## Problem description
Lay out every line of the records below as a Markdown table with the columns Row and Line. Put a running row number in Row and the line itself in Line, and skip blank lines.
┌─ Dataset records
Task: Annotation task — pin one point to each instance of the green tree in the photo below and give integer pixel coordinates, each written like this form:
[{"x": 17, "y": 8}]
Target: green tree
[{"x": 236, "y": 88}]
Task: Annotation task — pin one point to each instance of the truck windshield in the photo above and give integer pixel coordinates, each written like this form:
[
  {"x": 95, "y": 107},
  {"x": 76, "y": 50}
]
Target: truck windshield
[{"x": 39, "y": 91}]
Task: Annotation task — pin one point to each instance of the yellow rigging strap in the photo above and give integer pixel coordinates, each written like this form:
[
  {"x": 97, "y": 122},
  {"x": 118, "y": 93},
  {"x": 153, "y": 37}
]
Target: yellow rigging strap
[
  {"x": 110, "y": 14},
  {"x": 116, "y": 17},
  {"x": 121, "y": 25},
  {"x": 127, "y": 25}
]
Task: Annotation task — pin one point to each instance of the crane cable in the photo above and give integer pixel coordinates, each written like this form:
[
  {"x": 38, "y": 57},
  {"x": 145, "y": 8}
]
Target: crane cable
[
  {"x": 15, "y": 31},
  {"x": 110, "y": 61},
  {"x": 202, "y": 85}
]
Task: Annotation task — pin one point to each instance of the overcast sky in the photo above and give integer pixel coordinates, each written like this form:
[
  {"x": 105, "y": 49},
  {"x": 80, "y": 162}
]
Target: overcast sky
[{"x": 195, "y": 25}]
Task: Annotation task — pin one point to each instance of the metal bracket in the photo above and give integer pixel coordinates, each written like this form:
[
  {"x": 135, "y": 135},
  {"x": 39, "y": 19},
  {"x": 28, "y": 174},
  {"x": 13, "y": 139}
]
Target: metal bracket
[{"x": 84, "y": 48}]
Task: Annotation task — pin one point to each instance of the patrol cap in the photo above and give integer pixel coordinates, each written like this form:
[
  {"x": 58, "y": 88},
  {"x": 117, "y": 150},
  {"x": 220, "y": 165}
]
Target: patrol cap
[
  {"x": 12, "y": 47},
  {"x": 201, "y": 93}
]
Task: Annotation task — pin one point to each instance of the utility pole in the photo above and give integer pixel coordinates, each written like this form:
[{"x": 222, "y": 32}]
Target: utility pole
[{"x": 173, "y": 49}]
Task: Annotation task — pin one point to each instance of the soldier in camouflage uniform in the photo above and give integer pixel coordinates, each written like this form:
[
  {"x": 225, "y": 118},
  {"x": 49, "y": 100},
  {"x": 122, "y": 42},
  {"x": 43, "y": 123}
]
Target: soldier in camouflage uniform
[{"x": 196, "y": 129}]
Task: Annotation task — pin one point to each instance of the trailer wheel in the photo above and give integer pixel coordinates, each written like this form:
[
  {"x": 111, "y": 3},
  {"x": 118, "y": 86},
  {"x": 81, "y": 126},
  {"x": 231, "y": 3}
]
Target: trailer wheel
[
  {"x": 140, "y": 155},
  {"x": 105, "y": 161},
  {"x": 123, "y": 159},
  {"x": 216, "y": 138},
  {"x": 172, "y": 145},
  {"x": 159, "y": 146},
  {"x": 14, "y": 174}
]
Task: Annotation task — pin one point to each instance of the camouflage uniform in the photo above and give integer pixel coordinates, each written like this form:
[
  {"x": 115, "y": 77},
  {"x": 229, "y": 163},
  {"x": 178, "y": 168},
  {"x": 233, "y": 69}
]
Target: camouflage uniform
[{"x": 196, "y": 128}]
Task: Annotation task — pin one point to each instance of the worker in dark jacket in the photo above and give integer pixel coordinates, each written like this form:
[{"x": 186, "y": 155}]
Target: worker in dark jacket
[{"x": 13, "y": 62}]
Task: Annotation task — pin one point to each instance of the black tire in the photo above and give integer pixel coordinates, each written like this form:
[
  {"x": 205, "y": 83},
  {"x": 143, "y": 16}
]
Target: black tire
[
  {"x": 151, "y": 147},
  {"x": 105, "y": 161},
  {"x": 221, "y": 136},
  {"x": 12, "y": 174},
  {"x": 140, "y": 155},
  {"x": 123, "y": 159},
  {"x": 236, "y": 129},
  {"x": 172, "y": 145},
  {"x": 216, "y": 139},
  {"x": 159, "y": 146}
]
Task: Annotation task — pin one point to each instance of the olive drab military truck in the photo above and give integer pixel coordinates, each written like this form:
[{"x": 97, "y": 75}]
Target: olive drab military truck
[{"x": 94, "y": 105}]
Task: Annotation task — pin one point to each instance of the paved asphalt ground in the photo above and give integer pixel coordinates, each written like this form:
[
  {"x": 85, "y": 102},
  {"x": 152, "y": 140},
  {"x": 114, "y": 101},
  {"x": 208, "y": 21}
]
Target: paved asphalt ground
└─
## Correct response
| Row | Line |
|---|---|
| 1 | Task: Annotation task — pin one point to each instance of the green tree in the photo below and give integer pixel coordinates, each written like this form: |
| 2 | [{"x": 17, "y": 8}] |
| 3 | Target: green tree |
| 4 | [{"x": 236, "y": 88}] |
| 5 | Task: Annotation task — pin one point to each instance of the truck windshield in the photo above and give integer pixel coordinates, each written like this form: |
| 6 | [ |
| 7 |   {"x": 95, "y": 107}, |
| 8 |   {"x": 76, "y": 50} |
| 9 | ] |
| 10 | Target: truck windshield |
| 11 | [{"x": 39, "y": 91}] |
| 12 | Task: Annotation task — pin one point to each instance of the yellow rigging strap in the photo above and give integer pixel coordinates, each written like this form: |
| 13 | [ |
| 14 |   {"x": 97, "y": 122}, |
| 15 |   {"x": 118, "y": 93}, |
| 16 |   {"x": 153, "y": 37} |
| 17 | ] |
| 18 | Target: yellow rigging strap |
| 19 | [ |
| 20 |   {"x": 110, "y": 14}, |
| 21 |   {"x": 116, "y": 17}, |
| 22 |   {"x": 121, "y": 25}, |
| 23 |   {"x": 127, "y": 25} |
| 24 | ] |
| 25 | Task: Annotation task — pin one point to each instance of the crane cable in the photo above and give integer pixel coordinates, each written like this form: |
| 26 | [ |
| 27 |   {"x": 38, "y": 57}, |
| 28 |   {"x": 145, "y": 8} |
| 29 | ] |
| 30 | Target: crane cable |
| 31 | [ |
| 32 |   {"x": 15, "y": 31}, |
| 33 |   {"x": 110, "y": 61}, |
| 34 |   {"x": 202, "y": 85} |
| 35 | ] |
| 36 | Task: Annotation task — pin one point to each instance of the overcast sky in the photo above and give integer pixel coordinates, each written like this form: |
| 37 | [ |
| 38 |   {"x": 105, "y": 49}, |
| 39 |   {"x": 80, "y": 162} |
| 40 | ] |
| 41 | Target: overcast sky |
| 42 | [{"x": 195, "y": 25}] |
| 43 | Task: Annotation task — pin one point to each instance of the metal bracket in the photo above and give integer pixel coordinates, each written like this form: |
| 44 | [ |
| 45 |   {"x": 135, "y": 135}, |
| 46 |   {"x": 39, "y": 19}, |
| 47 |   {"x": 28, "y": 174}, |
| 48 |   {"x": 13, "y": 139} |
| 49 | ] |
| 50 | Target: metal bracket |
| 51 | [{"x": 84, "y": 48}] |
| 52 | Task: Annotation task — pin one point to each instance of the patrol cap in the photo above and give integer pixel coordinates, each written like this form: |
| 53 | [ |
| 54 |   {"x": 58, "y": 88}, |
| 55 |   {"x": 117, "y": 150}, |
| 56 |   {"x": 220, "y": 165} |
| 57 | ] |
| 58 | Target: patrol cap |
| 59 | [ |
| 60 |   {"x": 12, "y": 47}, |
| 61 |   {"x": 201, "y": 93} |
| 62 | ] |
| 63 | Task: Annotation task — pin one point to each instance of the utility pole in the photo above and give integer pixel coordinates, each written like this form: |
| 64 | [{"x": 222, "y": 32}] |
| 65 | Target: utility pole |
| 66 | [{"x": 173, "y": 49}] |
| 67 | Task: Annotation task — pin one point to each instance of the soldier in camouflage uniform in the photo above and give integer pixel coordinates, each written like this form: |
| 68 | [ |
| 69 |   {"x": 225, "y": 118}, |
| 70 |   {"x": 49, "y": 100}, |
| 71 |   {"x": 122, "y": 42}, |
| 72 |   {"x": 43, "y": 123} |
| 73 | ] |
| 74 | Target: soldier in camouflage uniform |
| 75 | [{"x": 196, "y": 129}] |
| 76 | Task: Annotation task — pin one point to each instance of the trailer wheel in the photo above and give integer pixel coordinates, each written like this form: |
| 77 | [ |
| 78 |   {"x": 111, "y": 3}, |
| 79 |   {"x": 118, "y": 86}, |
| 80 |   {"x": 81, "y": 126}, |
| 81 |   {"x": 231, "y": 3} |
| 82 | ] |
| 83 | Target: trailer wheel |
| 84 | [ |
| 85 |   {"x": 140, "y": 155}, |
| 86 |   {"x": 105, "y": 161}, |
| 87 |   {"x": 123, "y": 159}, |
| 88 |   {"x": 216, "y": 138}, |
| 89 |   {"x": 172, "y": 145}, |
| 90 |   {"x": 159, "y": 146}, |
| 91 |   {"x": 14, "y": 174} |
| 92 | ] |
| 93 | Task: Annotation task — pin one point to each instance of the camouflage uniform in the photo above and give integer pixel coordinates, each written like this form: |
| 94 | [ |
| 95 |   {"x": 115, "y": 77}, |
| 96 |   {"x": 229, "y": 163}, |
| 97 |   {"x": 178, "y": 168}, |
| 98 |   {"x": 233, "y": 69} |
| 99 | ] |
| 100 | Target: camouflage uniform |
| 101 | [{"x": 196, "y": 128}] |
| 102 | Task: Annotation task — pin one point to each instance of the worker in dark jacket in the photo above and give integer pixel coordinates, each written like this form: |
| 103 | [{"x": 186, "y": 155}] |
| 104 | Target: worker in dark jacket |
| 105 | [{"x": 13, "y": 62}] |
| 106 | Task: Annotation task — pin one point to each instance of the black tire in the photo above and give integer pixel coordinates, each written like this form: |
| 107 | [ |
| 108 |   {"x": 205, "y": 83}, |
| 109 |   {"x": 143, "y": 16} |
| 110 | ] |
| 111 | Target: black tire |
| 112 | [ |
| 113 |   {"x": 151, "y": 147}, |
| 114 |   {"x": 105, "y": 161}, |
| 115 |   {"x": 221, "y": 136}, |
| 116 |   {"x": 12, "y": 174}, |
| 117 |   {"x": 140, "y": 155}, |
| 118 |   {"x": 123, "y": 159}, |
| 119 |   {"x": 236, "y": 129}, |
| 120 |   {"x": 172, "y": 145}, |
| 121 |   {"x": 216, "y": 139}, |
| 122 |   {"x": 159, "y": 146} |
| 123 | ] |
| 124 | Task: Annotation task — pin one point to each instance of the olive drab military truck in the photo above and give integer pixel coordinates, each written like this form: |
| 125 | [{"x": 97, "y": 75}] |
| 126 | Target: olive drab military truck |
| 127 | [{"x": 94, "y": 105}] |
| 128 | Task: Annotation task — pin one point to each instance of the paved asphalt ground in the photo above and give integer pixel coordinates, each written like this form: |
| 129 | [ |
| 130 |   {"x": 85, "y": 102}, |
| 131 |   {"x": 152, "y": 140}, |
| 132 |   {"x": 114, "y": 101}, |
| 133 |   {"x": 208, "y": 21} |
| 134 | ] |
| 135 | Target: paved asphalt ground |